■ The exercise: Quote the entries below verbatim, omitting the pictures.

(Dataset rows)
┌──
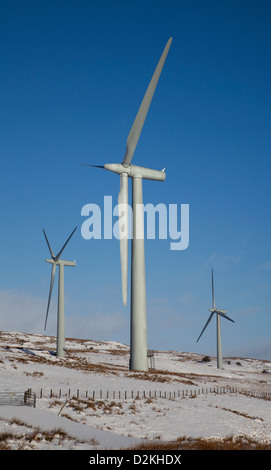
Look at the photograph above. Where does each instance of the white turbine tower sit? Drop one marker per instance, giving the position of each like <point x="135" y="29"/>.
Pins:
<point x="138" y="327"/>
<point x="219" y="313"/>
<point x="56" y="261"/>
└──
■ Solution for this problem:
Look at the photograph above. Where does each instance of the white turbine tower sit? Drop one marker per instance, giving the position of each like <point x="135" y="29"/>.
Pins:
<point x="138" y="327"/>
<point x="219" y="313"/>
<point x="56" y="261"/>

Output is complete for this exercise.